━━━━━ Material for the task ━━━━━
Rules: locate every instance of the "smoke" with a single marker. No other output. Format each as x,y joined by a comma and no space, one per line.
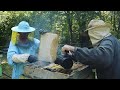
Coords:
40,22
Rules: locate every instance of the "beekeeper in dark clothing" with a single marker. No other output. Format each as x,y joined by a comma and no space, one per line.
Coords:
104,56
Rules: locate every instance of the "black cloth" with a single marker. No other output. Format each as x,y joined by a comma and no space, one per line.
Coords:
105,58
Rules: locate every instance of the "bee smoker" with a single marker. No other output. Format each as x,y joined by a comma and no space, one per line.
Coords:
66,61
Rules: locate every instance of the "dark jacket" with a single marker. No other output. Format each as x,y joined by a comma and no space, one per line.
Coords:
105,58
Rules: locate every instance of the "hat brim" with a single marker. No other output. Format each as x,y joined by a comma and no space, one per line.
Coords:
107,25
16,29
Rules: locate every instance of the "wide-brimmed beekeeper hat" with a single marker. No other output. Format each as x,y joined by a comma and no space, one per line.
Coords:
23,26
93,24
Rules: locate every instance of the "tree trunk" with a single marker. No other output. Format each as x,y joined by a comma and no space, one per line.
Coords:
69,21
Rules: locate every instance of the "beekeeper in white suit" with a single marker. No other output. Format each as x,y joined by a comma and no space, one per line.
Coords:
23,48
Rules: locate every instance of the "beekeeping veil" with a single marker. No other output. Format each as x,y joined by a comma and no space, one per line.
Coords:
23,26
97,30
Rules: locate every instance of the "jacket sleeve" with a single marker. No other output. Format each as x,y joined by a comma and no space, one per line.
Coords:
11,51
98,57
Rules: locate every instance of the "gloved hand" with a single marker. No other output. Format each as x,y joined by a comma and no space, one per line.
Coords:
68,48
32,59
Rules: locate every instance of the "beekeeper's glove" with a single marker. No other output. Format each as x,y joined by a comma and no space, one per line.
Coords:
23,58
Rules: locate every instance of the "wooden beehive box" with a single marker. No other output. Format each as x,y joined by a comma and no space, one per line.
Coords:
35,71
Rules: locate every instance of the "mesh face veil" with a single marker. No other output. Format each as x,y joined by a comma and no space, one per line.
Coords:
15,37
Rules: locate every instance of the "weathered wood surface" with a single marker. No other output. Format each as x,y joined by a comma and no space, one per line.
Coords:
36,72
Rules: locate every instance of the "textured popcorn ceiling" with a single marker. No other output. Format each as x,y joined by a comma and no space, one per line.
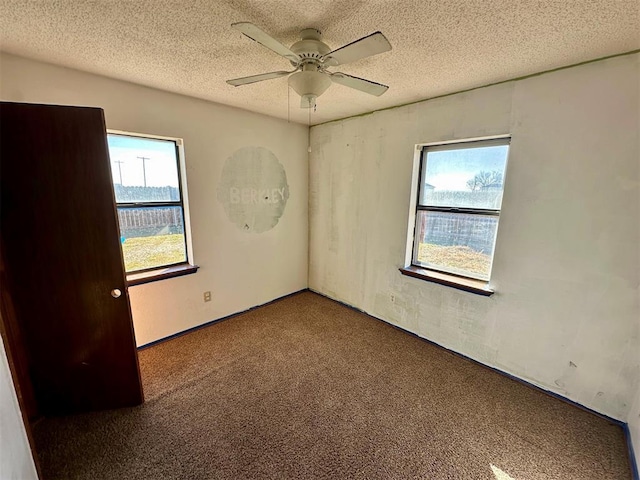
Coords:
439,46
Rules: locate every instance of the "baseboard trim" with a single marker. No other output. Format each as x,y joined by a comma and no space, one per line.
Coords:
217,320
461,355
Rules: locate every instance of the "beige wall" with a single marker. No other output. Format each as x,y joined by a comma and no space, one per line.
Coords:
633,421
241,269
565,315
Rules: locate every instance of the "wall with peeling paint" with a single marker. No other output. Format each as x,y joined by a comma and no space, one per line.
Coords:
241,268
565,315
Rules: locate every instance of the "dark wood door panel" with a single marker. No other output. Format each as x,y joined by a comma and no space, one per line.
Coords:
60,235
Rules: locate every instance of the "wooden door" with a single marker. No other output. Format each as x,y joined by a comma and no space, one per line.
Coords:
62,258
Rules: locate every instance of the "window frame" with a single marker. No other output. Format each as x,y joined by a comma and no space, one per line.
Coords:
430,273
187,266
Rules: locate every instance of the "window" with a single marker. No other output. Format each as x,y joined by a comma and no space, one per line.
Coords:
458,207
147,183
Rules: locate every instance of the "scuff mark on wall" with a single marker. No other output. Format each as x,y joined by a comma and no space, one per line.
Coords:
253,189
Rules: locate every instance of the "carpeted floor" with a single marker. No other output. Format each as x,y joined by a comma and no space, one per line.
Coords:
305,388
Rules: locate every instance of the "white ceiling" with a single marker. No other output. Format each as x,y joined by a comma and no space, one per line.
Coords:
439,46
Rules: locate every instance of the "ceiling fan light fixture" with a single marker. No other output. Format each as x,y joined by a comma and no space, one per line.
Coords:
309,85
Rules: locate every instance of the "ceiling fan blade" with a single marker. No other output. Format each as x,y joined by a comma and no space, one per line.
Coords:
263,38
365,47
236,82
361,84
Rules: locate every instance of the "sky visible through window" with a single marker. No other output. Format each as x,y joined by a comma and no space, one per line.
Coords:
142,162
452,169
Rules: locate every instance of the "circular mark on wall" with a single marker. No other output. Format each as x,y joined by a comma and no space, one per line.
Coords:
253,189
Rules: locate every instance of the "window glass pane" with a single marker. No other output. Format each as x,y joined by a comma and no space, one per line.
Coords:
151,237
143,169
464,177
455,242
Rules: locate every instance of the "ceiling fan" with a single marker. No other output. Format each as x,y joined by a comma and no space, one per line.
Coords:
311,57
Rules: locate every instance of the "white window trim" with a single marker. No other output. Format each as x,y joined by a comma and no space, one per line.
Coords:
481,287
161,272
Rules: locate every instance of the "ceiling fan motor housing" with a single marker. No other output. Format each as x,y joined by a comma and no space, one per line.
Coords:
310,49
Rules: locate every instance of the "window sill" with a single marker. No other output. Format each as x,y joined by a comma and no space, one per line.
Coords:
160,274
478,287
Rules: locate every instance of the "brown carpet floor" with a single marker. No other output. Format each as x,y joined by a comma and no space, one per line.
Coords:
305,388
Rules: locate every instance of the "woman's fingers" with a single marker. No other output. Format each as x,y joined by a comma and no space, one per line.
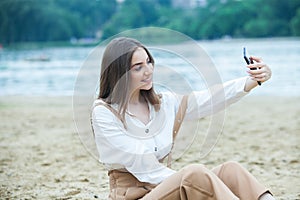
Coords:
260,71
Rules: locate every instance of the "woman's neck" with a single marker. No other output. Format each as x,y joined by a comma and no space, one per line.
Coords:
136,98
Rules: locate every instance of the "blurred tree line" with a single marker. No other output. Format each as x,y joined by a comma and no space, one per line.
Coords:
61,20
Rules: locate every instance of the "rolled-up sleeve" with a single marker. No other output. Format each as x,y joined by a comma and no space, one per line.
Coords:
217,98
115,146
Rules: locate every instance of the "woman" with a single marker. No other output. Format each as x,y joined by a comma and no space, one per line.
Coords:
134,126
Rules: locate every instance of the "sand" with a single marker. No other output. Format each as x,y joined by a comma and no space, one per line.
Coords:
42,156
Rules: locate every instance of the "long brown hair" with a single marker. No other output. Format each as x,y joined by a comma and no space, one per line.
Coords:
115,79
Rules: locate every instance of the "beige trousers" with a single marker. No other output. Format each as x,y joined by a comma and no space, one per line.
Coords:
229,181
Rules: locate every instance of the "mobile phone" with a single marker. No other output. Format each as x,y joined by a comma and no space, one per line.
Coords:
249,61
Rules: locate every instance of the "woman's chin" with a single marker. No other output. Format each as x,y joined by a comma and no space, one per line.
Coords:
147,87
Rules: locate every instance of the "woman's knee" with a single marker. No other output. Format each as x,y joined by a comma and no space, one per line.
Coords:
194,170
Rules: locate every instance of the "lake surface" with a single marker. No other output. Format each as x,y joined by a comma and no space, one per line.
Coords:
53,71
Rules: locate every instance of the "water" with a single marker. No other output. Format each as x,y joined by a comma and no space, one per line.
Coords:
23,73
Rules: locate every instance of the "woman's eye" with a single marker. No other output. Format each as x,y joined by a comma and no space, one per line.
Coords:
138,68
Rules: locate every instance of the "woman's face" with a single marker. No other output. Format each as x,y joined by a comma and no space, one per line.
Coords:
━━━━━
━━━━━ Material for the task ━━━━━
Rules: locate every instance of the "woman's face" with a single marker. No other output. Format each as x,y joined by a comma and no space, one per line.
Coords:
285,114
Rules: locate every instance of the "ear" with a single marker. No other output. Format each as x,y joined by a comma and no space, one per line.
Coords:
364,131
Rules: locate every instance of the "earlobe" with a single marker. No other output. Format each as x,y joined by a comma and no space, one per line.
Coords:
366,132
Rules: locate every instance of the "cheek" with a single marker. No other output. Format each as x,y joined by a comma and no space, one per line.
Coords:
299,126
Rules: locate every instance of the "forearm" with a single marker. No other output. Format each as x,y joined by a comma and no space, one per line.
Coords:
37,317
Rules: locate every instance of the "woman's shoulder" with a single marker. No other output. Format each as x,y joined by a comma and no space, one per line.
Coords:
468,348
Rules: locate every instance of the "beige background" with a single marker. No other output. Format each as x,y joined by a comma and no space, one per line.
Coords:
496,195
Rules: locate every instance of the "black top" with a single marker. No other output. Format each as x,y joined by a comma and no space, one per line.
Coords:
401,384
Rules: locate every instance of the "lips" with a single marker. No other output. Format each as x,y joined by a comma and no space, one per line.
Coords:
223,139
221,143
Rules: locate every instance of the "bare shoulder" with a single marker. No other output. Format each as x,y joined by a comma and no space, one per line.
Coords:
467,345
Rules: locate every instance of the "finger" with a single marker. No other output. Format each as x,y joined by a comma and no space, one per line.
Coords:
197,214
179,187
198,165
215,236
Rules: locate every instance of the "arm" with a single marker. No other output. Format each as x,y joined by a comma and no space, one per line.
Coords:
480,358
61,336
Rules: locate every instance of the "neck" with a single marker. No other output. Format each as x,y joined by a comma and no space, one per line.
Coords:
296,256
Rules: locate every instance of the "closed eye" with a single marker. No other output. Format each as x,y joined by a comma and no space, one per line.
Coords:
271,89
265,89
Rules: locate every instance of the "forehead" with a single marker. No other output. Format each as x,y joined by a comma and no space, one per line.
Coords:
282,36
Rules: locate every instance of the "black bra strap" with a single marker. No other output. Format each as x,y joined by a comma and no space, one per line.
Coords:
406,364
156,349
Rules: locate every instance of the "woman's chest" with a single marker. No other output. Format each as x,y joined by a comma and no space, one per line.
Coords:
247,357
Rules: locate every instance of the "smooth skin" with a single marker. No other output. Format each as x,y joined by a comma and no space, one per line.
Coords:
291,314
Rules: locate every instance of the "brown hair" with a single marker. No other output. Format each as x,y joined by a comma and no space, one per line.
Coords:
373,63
━━━━━
- [Required work] State how many lines of the listing contain the string "veil". Give only the number.

- [Solution for this task] 2